> Task prompt: Please copy all of the data that follows exactly, leaving any pictures out.

Referring expression grounding data
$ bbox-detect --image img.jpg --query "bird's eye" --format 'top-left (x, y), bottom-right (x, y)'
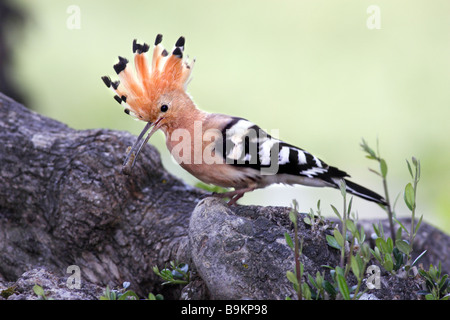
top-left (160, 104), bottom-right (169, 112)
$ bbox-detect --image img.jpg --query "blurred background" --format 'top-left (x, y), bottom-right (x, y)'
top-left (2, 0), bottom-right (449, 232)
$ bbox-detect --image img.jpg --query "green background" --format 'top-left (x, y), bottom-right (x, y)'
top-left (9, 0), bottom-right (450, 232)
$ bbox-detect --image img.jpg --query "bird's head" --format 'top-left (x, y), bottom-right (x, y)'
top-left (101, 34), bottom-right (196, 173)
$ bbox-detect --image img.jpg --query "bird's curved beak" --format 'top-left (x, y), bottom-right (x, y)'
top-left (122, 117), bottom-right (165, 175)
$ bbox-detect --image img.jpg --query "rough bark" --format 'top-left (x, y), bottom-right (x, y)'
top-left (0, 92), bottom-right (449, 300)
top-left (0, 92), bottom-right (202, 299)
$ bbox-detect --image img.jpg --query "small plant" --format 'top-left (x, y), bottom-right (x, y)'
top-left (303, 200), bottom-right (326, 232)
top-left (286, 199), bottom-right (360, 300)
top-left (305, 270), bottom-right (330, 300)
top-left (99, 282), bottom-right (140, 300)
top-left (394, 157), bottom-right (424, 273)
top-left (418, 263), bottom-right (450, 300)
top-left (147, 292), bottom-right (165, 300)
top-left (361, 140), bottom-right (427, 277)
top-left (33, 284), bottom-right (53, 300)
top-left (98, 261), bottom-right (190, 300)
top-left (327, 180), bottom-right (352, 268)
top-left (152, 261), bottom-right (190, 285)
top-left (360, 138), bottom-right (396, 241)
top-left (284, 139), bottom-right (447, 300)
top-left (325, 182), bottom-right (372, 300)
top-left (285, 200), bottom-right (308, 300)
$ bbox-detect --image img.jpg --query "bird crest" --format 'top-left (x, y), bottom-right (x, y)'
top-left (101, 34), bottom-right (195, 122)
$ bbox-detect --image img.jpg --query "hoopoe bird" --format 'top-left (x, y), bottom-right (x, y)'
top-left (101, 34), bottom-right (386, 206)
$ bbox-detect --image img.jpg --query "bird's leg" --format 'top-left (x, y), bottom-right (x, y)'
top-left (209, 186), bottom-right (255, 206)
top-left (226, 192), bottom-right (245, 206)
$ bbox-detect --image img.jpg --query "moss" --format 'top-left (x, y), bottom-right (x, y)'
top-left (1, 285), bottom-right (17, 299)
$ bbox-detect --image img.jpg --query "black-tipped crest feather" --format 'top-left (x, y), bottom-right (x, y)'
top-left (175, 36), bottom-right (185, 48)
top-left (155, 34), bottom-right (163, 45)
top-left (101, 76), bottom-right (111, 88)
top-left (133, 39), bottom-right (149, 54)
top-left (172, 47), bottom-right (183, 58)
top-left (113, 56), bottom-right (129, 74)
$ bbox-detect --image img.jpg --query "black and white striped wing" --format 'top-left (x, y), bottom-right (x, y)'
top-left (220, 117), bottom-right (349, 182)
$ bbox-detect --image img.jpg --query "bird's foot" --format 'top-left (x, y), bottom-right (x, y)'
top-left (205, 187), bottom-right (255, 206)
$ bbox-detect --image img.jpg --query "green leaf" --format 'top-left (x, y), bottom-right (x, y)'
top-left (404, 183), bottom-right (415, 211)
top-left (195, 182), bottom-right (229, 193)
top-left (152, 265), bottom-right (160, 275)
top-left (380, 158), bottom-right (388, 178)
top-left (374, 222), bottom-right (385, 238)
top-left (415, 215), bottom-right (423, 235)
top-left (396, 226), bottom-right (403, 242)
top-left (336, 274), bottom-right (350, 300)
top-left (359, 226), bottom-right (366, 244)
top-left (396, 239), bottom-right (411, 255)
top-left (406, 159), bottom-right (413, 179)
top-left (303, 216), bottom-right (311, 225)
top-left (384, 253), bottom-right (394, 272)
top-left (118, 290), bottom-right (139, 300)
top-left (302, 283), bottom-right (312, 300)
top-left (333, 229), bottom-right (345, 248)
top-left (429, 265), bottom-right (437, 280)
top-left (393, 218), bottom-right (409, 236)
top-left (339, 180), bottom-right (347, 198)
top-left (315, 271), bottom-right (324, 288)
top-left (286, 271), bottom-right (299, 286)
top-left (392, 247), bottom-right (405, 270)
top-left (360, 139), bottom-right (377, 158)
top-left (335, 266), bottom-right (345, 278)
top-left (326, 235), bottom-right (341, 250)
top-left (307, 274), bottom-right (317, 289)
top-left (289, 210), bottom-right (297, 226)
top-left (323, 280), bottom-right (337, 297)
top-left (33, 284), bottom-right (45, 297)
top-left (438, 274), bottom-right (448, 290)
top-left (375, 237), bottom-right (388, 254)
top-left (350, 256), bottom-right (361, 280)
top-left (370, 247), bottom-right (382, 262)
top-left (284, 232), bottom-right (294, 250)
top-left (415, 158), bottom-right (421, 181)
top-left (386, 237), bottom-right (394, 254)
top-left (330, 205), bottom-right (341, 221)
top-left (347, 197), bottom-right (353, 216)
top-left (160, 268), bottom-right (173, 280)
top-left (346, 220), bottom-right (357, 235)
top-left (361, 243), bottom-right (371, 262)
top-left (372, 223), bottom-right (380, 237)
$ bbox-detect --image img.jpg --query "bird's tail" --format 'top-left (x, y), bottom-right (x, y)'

> Answer:
$ bbox-detect --image img.jpg --query "bird's eye" --format 'top-left (x, y), bottom-right (x, y)'
top-left (160, 104), bottom-right (169, 112)
$ bbox-detect --image img.jpg --query "blurred background" --format 'top-left (x, y), bottom-right (x, y)'
top-left (2, 0), bottom-right (449, 232)
$ bbox-detect --image img.jpg --query "green background" --format 'top-left (x, y), bottom-right (x, y)'
top-left (9, 0), bottom-right (450, 232)
$ bbox-detect --image img.jpg --query "bird's head" --format 'top-left (x, y), bottom-right (x, y)'
top-left (101, 34), bottom-right (196, 173)
$ bbox-detect --image img.jpg --query "bird's curved beak" --format 'top-left (x, y), bottom-right (x, y)'
top-left (122, 117), bottom-right (165, 175)
$ bbox-detect --image img.jpg --query "rough bark" --format 'top-left (x, y), bottom-right (x, y)'
top-left (0, 92), bottom-right (449, 300)
top-left (0, 92), bottom-right (202, 299)
$ bbox-detect --image img.jpg --query "small plant" --format 'top-left (x, y), bottom-right (x, y)'
top-left (303, 200), bottom-right (326, 232)
top-left (286, 199), bottom-right (360, 300)
top-left (305, 270), bottom-right (330, 300)
top-left (99, 282), bottom-right (140, 300)
top-left (394, 157), bottom-right (424, 273)
top-left (418, 263), bottom-right (450, 300)
top-left (147, 292), bottom-right (165, 300)
top-left (361, 140), bottom-right (427, 277)
top-left (33, 284), bottom-right (53, 300)
top-left (98, 261), bottom-right (190, 300)
top-left (327, 180), bottom-right (352, 268)
top-left (152, 261), bottom-right (190, 285)
top-left (360, 138), bottom-right (396, 241)
top-left (284, 139), bottom-right (447, 300)
top-left (325, 182), bottom-right (372, 300)
top-left (285, 200), bottom-right (308, 300)
$ bbox-detect --image img.jpg --query "bird crest" --format 'top-left (x, y), bottom-right (x, y)'
top-left (101, 34), bottom-right (195, 122)
$ bbox-detect --image img.jpg --query "hoopoe bird" --format 'top-left (x, y), bottom-right (x, y)'
top-left (101, 34), bottom-right (386, 206)
$ bbox-detect --image img.jpg --query "bird's leg" --format 'top-left (x, y), bottom-right (x, y)'
top-left (209, 186), bottom-right (255, 206)
top-left (226, 192), bottom-right (245, 206)
$ bbox-detect --image img.jpg --query "moss" --format 'top-left (x, y), bottom-right (x, y)'
top-left (1, 285), bottom-right (17, 299)
$ bbox-detect --image img.jpg --query "black-tipped crest feather" --format 'top-left (x, y), bottom-right (x, y)'
top-left (175, 36), bottom-right (185, 48)
top-left (155, 34), bottom-right (163, 45)
top-left (101, 76), bottom-right (111, 88)
top-left (133, 39), bottom-right (149, 54)
top-left (172, 47), bottom-right (183, 58)
top-left (113, 56), bottom-right (129, 74)
$ bbox-detect --image img.jpg --query "black and white striped wing" --format 'top-left (x, y), bottom-right (x, y)'
top-left (220, 117), bottom-right (349, 182)
$ bbox-detect --image img.jpg --query "bird's foot" --format 'top-left (x, y), bottom-right (x, y)'
top-left (205, 187), bottom-right (255, 206)
$ bbox-detect --image img.jpg --query "green leaf" --format 'top-left (x, y), bottom-right (x, y)'
top-left (404, 183), bottom-right (415, 211)
top-left (195, 182), bottom-right (229, 193)
top-left (152, 265), bottom-right (160, 275)
top-left (380, 158), bottom-right (388, 178)
top-left (374, 222), bottom-right (385, 238)
top-left (415, 215), bottom-right (423, 235)
top-left (396, 226), bottom-right (403, 242)
top-left (336, 274), bottom-right (350, 300)
top-left (359, 226), bottom-right (366, 244)
top-left (396, 239), bottom-right (411, 255)
top-left (406, 159), bottom-right (413, 179)
top-left (303, 216), bottom-right (311, 225)
top-left (384, 253), bottom-right (394, 272)
top-left (118, 290), bottom-right (139, 300)
top-left (302, 283), bottom-right (312, 300)
top-left (333, 229), bottom-right (345, 248)
top-left (429, 265), bottom-right (437, 280)
top-left (393, 218), bottom-right (409, 236)
top-left (339, 180), bottom-right (347, 198)
top-left (315, 271), bottom-right (324, 288)
top-left (286, 271), bottom-right (299, 286)
top-left (392, 247), bottom-right (405, 270)
top-left (360, 139), bottom-right (377, 158)
top-left (335, 266), bottom-right (345, 278)
top-left (326, 235), bottom-right (341, 250)
top-left (307, 274), bottom-right (317, 289)
top-left (289, 210), bottom-right (297, 226)
top-left (323, 280), bottom-right (337, 297)
top-left (33, 284), bottom-right (45, 297)
top-left (438, 274), bottom-right (448, 290)
top-left (375, 237), bottom-right (388, 254)
top-left (350, 256), bottom-right (361, 280)
top-left (370, 247), bottom-right (382, 262)
top-left (284, 232), bottom-right (294, 250)
top-left (415, 158), bottom-right (421, 181)
top-left (386, 237), bottom-right (394, 254)
top-left (330, 205), bottom-right (341, 221)
top-left (347, 197), bottom-right (353, 216)
top-left (160, 268), bottom-right (173, 280)
top-left (346, 220), bottom-right (357, 235)
top-left (361, 243), bottom-right (371, 262)
top-left (372, 223), bottom-right (380, 237)
$ bbox-detect --image img.jpg --query "bird's tail" --format 'top-left (x, y), bottom-right (x, y)'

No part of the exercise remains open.